Passage shown =
--- START ---
The Centers of Disease Control and Prevention is investigating or observing 86 cruise ships with reported Covid-19 outbreaks on board as the pandemic is reaching a new peak in the United States with record numbers of infections.
In addition to having already investigated 48 vessels, the agency has started investigating 38 ships, which according to its update, remain “under observation”.
Cruises leaving ports across the US resumed in June after being halted for over a year due to the pandemic. The agency regards cruise ships as hubs of contagion, especially as the more contagious Omicron variant spreads. “Cruise ships involve the movement of large numbers of people in settings where they are likely to have close contact with one another,” it said.
“Cruise ships may also be a means by which infected persons travel between geographic locations,” it added.
The CDC investigates a ship if the cases onboard are reported in 0.10% or more of passengers on restricted voyages, which typically have thousands of passengers and usually sail for five to 10 days. If a ship is carrying 6,500 passengers, it would require at least seven passenger-cases during the previous seven days to meet the agency’s investigation threshold. The CDC also investigates a crew-only ship if cases are reported in less than 1% of crew.
--- END ---
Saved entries
--- START ---
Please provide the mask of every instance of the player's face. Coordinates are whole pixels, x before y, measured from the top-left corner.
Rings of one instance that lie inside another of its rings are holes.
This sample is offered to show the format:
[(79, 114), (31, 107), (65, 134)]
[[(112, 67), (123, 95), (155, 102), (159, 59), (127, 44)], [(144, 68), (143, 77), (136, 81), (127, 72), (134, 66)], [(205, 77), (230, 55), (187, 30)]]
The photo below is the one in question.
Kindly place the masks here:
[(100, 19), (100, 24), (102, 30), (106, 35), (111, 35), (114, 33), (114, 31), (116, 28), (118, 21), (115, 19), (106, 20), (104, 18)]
--- END ---
--- START ---
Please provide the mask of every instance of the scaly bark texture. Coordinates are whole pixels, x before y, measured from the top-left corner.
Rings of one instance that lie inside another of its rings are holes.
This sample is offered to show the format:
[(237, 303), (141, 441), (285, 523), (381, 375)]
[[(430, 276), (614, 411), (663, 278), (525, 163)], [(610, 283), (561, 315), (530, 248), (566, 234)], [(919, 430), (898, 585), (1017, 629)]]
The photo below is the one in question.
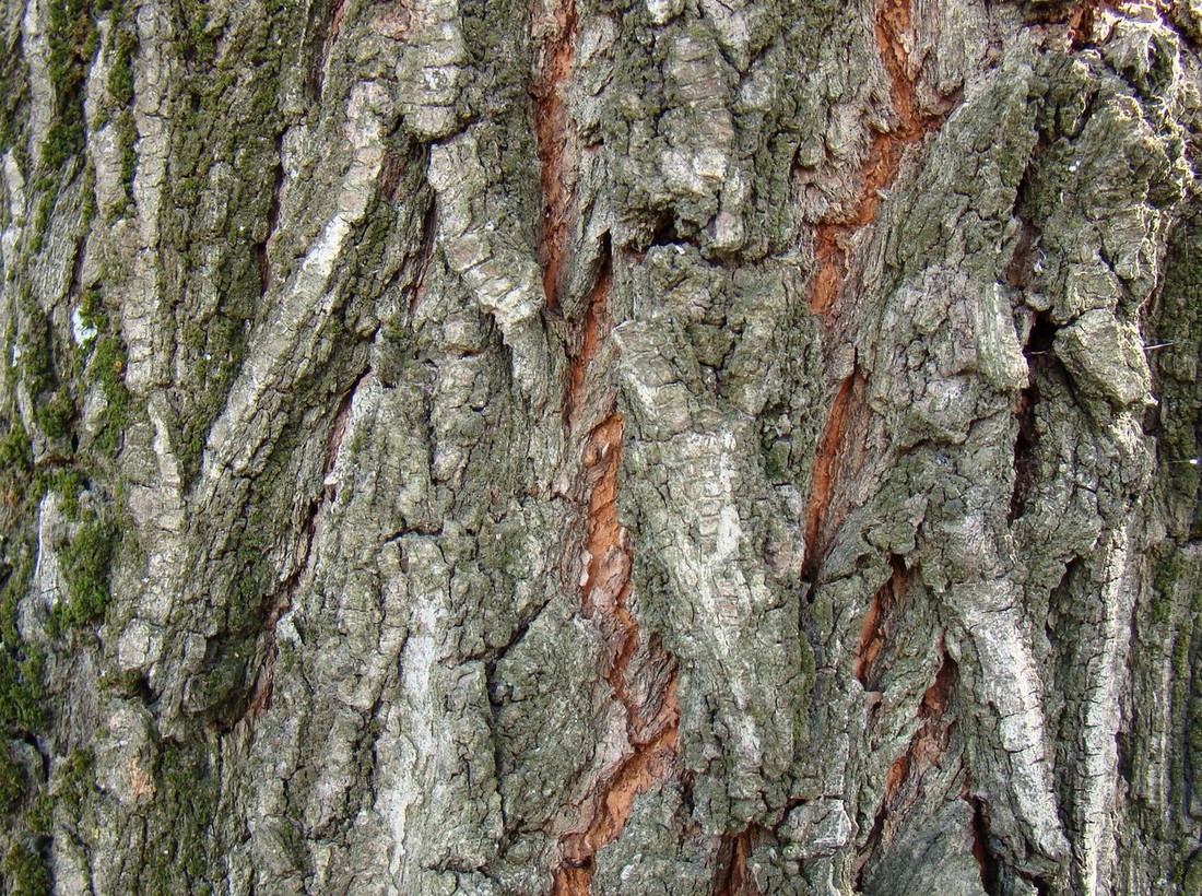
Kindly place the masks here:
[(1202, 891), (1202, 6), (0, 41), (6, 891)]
--- END ---
Activity A = Can you copy the part of the cruise ship outbreak article that begins at the words "The CDC investigates" and stops after "1% of crew."?
Activity B = Can you carry on the article about Covid-19 outbreaks on cruise ships, picking up after its last sentence?
The records have nothing to do with this work.

Answer space A =
The CDC investigates a ship if the cases onboard are reported in 0.10% or more of passengers on restricted voyages, which typically have thousands of passengers and usually sail for five to 10 days. If a ship is carrying 6,500 passengers, it would require at least seven passenger-cases during the previous seven days to meet the agency’s investigation threshold. The CDC also investigates a crew-only ship if cases are reported in less than 1% of crew.

Answer space B =
The majority of the 86 cruise ships being investigated or monitored by the CDC belong to the largest three cruise operators: 32 of the ships are owned by Carnival, including its Holland America and Princess Cruises brands. Royal Caribbean owns 25 and Norwegian Cruise Line owns 15.
In a tweet on Tuesday, Senator Richard Blumenthal criticized the resumption of cruises, saying: “Our warnings have proved sadly prescient & continuously compelling. Time for CDC & cruise lines to protect consumers & again pause – docking their ships. Cruises are repeating recent history as petri dishes of Covid infection.”
Anne Madison, a spokesperson for the Cruise Lines International Association, reiterated the cruise industry’s cooperation with the CDC.
“The Cruise Lines International Association (CLIA) and our members…continue to have very productive dialogue and are working together with the CDC in the interest of public health and safety,” she said.
“Many of our members have announced additional measures in response to the Omicron variant, including strengthening testing, masking and other requirements, as well as encouraging booster vaccine doses for those eligible – and some cruise lines are requiring an additional test at embarkation,” she added.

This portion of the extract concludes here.